More commonly, men tried to avoid induction in any way they could. After Arkansan John L. McRee married one of two sisters in a double ceremony, he learned that his new brother-in-law had received a marriage deferment from the next board over. He appealed his own I-A draft classification. Gauer and his friend Robert Bloch, who later wrote Psycho, spent much of 1942 scheming to keep Gauer from being conscripted. Bloch’s circle of friends believed he married as a way to disqualify himself from the draft. Even the U.S. Military Academy at West Point developed a reputation as a haven from combat. Once World War II ended, more than 20 percent of cadets left their training before being commissioned.
Read: Trump’s ‘Da Nang Dick’ tweets and the definition of hypocrisy
Nevertheless, as avenues for deferments narrowed, most men grudgingly acquiesced to the Selective Service. Eighty percent of men born in the 1920s ultimately served during World War II, creating an unusual degree of shared experience and contributing to the civic republican myth of the “greatest generation.”
After World War II, the military, and the conscription system used to man it, retooled to fight the Cold War. Within the Cold War environment, the Selective Service defined certain civilian roles, including careers in science, engineering, and fatherhood, as important to defeating communism. Although his congressional mandate was to secure military personnel, by the late 1950s, Director of Selective Service Lewis B. Hershey had expanded his agency to guide the choices of civilian men through a policy called manpower channeling.

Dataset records
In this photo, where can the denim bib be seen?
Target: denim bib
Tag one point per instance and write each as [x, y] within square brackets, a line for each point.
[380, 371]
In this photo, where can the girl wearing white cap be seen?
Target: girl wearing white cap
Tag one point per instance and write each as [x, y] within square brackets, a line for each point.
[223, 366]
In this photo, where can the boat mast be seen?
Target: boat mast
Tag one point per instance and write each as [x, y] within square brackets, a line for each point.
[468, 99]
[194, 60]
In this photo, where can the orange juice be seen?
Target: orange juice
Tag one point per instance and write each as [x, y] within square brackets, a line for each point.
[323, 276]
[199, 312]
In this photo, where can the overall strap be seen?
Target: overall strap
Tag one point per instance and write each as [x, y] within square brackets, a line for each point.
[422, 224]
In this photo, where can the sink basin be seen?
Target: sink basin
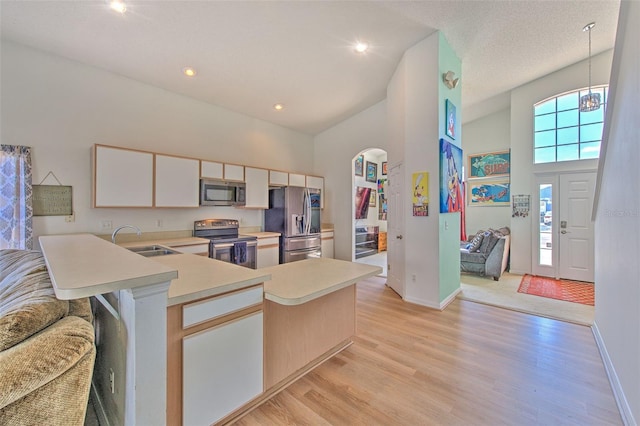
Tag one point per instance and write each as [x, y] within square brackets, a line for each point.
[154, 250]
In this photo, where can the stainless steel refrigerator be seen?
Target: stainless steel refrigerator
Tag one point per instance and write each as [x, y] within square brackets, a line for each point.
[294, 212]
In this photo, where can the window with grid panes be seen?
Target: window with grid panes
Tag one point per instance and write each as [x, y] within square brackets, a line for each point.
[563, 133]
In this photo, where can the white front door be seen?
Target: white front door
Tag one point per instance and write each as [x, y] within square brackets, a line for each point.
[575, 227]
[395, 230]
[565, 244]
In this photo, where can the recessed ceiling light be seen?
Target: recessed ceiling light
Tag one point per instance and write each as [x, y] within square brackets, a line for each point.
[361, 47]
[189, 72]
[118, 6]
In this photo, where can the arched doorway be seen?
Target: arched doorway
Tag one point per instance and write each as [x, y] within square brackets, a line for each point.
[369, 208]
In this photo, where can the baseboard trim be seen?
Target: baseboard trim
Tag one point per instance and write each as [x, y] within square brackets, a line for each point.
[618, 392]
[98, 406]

...

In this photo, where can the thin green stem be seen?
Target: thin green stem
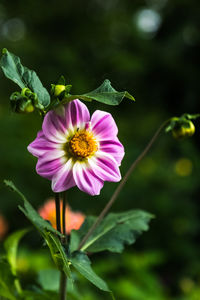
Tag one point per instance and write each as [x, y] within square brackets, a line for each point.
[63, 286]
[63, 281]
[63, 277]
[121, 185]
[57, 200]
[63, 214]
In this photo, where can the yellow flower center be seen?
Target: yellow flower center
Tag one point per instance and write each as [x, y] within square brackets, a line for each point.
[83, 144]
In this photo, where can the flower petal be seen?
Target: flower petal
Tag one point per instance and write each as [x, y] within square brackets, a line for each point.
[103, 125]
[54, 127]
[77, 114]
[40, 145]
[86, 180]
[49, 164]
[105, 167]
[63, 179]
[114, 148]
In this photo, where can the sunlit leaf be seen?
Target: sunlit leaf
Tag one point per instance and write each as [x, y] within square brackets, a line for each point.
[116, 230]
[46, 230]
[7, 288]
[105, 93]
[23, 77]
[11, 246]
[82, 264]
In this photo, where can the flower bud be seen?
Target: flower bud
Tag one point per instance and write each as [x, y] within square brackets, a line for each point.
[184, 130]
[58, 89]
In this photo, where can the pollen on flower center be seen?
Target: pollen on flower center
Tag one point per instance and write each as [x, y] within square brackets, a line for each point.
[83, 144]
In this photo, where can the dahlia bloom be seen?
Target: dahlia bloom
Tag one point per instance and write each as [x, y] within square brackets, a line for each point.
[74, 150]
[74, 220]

# [Task set]
a. Revise the stretch from "More commonly, men" through "before being commissioned." in the passage on draft avoidance, swapping "haven" for "refuge".
b. Proceed with the passage on the Selective Service and military conscription, picking up after its last sentence.

# [Task responses]
a.
More commonly, men tried to avoid induction in any way they could. After Arkansan John L. McRee married one of two sisters in a double ceremony, he learned that his new brother-in-law had received a marriage deferment from the next board over. He appealed his own I-A draft classification. Gauer and his friend Robert Bloch, who later wrote Psycho, spent much of 1942 scheming to keep Gauer from being conscripted. Bloch’s circle of friends believed he married as a way to disqualify himself from the draft. Even the U.S. Military Academy at West Point developed a reputation as a refuge from combat. Once World War II ended, more than 20 percent of cadets left their training before being commissioned.

b.
Under this policy, deferments would be used to encourage—or bribe—men to take civilian jobs in the national interest. “From the deferment of men to do, came the transition to defer to train to do,” Hershey explained. Rather than conscript all men into military service, Hershey advocated modifying the meaning of deferments. Instead of signaling that a man had little role to play in national defense, deferments should signify the vital security nature of civilian work. His agency made student and occupational deferments widely available to middle-class and elite men.
The military certainly would have taken Trump had he not obtained his deferments, but by the time the Vietnam War escalated, the system that administered the draft was set up to provide privileged men like Trump with exit strategies. Until 1965, college students, graduate students, huge numbers of men in white-collar occupations, fathers, married men without children, and those with minor medical ailments could be deferred. These deferments overwhelmingly went to men with means—those who could afford college and graduate school, who could support families, and who could pay for medical care.
As during World War II, when military needs escalated, the Selective Service tightened its deferment criteria. Trump, for example, sought the I-Y because deferments for graduate school had become largely unavailable by the time he graduated from college. But after more than a decade of being able to gain deferments relatively easily, men like Trump had come to expect them.